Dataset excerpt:
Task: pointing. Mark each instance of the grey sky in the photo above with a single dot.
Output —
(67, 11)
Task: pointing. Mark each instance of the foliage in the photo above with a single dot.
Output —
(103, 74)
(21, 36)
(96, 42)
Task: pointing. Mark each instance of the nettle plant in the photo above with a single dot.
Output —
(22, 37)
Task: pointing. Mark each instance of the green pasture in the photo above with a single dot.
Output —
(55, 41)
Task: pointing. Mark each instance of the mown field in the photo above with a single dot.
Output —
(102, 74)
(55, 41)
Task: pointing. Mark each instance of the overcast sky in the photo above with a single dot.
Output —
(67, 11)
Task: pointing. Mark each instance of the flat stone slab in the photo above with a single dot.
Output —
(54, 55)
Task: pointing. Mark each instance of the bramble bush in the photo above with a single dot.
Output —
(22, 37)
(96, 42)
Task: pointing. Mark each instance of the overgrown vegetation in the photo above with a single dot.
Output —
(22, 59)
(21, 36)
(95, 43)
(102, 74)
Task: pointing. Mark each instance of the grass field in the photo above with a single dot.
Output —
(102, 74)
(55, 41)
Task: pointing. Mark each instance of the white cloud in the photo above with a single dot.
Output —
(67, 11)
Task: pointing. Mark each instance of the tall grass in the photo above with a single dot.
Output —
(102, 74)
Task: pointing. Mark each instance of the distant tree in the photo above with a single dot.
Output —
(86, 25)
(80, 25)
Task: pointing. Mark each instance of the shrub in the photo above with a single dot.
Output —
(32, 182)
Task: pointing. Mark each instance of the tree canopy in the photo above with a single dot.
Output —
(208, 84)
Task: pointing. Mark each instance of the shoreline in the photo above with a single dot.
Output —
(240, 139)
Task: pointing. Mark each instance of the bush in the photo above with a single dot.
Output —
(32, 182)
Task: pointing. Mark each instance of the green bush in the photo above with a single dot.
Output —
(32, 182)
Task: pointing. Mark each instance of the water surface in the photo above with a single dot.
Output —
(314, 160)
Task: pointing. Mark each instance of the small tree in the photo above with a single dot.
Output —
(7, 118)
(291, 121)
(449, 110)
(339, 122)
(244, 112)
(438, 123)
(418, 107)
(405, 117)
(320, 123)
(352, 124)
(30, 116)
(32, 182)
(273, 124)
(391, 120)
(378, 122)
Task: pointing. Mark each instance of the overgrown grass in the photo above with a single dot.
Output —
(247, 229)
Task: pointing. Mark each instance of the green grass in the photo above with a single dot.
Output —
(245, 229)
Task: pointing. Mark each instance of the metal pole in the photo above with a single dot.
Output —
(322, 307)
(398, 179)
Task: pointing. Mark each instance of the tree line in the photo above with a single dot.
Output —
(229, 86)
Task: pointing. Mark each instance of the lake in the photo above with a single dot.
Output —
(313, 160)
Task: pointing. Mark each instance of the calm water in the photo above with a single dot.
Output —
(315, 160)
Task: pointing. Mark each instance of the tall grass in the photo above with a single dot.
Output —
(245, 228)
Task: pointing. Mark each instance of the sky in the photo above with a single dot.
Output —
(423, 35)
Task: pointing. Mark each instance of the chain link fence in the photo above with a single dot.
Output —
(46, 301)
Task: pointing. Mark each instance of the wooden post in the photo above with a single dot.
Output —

> [GOAL]:
Copy every item above word for word, keeping the original lines unchanged.

> [RESULT BELOW]:
Task: pointing. Mark each instance of the grey sky in the photo above with a single dot.
Output —
(67, 11)
Task: pointing. Mark each instance of the foliage in the photo above with a single dot.
Output —
(103, 74)
(21, 36)
(96, 42)
Task: pointing. Mark each instance of the nettle plant in the photo above with a single dot.
Output —
(22, 37)
Task: pointing. Mark each instance of the green pasture in the photo above with a single dot.
Output —
(55, 41)
Task: pointing. Mark each instance of the mown field in the photo above with a single dot.
Output —
(102, 74)
(55, 41)
Task: pointing. Mark each instance of the overcast sky in the photo above with a single dot.
Output —
(67, 11)
Task: pointing. Mark each instance of the flat stone slab in the photo above with a single dot.
Output —
(54, 55)
Task: pointing. Mark each instance of the bramble bush in the photo above with a single dot.
Output —
(22, 37)
(96, 42)
Task: pointing. Mark each instance of the overgrown vegetation in the photo above with a single dot.
Output —
(22, 59)
(21, 36)
(95, 43)
(102, 74)
Task: pointing. Mark each instance of the grass field in the photo above with a single dot.
Output —
(102, 74)
(55, 41)
Task: pointing. Mark each instance of the white cloud in the photo above with a single dot.
Output —
(67, 11)
Task: pointing. Mark each instance of the tall grass in the photo above with a single dot.
Output —
(102, 74)
Task: pointing. Mark each instance of the distant tree in the photo above with a single dot.
Output —
(86, 25)
(80, 25)
Task: pointing. Mark each instance of the shrub in the photo above with a single dot.
Output —
(32, 182)
Task: pointing. Mark each instance of the tree canopy in the photo above with a single dot.
Output —
(208, 84)
Task: pointing. Mark each instance of the shoreline in the photo above with a single dot.
Output —
(240, 139)
Task: pointing. Mark each instance of the bush in the photo above with a single dot.
Output —
(32, 182)
Task: pointing. Mark each instance of the green bush in the photo above with a single dot.
Output —
(32, 182)
Task: pointing. Mark each instance of the water surface in the photo above with a single dot.
Output —
(314, 160)
Task: pointing. Mark each instance of the small tree in the photo above with a single dot.
Output —
(7, 118)
(291, 121)
(449, 110)
(339, 122)
(244, 112)
(438, 123)
(418, 107)
(405, 117)
(320, 123)
(352, 124)
(30, 116)
(32, 182)
(273, 124)
(391, 120)
(378, 122)
Task: pointing. Mark each instance of the overgrown grass in the photo above with a single dot.
Output —
(247, 229)
Task: pointing. Mark each instance of the green grass in the photo above with a single dot.
Output —
(245, 229)
Task: pointing. Mark each instance of the metal pole in the photo above with a single dot.
Output —
(322, 307)
(398, 179)
Task: pointing. Mark each instance of the tree line in the photo above with a single dot.
Output —
(229, 86)
Task: pointing. Mark each instance of the lake in the photo above with a single dot.
Output —
(313, 160)
Task: pointing. Mark each instance of the calm water in the photo above with a single dot.
Output —
(315, 160)
Task: pointing. Mark each instance of the tall grass in the photo above with a single dot.
Output —
(245, 228)
Task: pointing. Mark each instance of the sky in the photo above with a single dot.
Output —
(423, 35)
Task: pointing. Mark each instance of the chain link fence in the photo above with a single dot.
Output —
(46, 301)
Task: pointing. Mark each instance of the wooden post in the photo above with a single dot.
Output —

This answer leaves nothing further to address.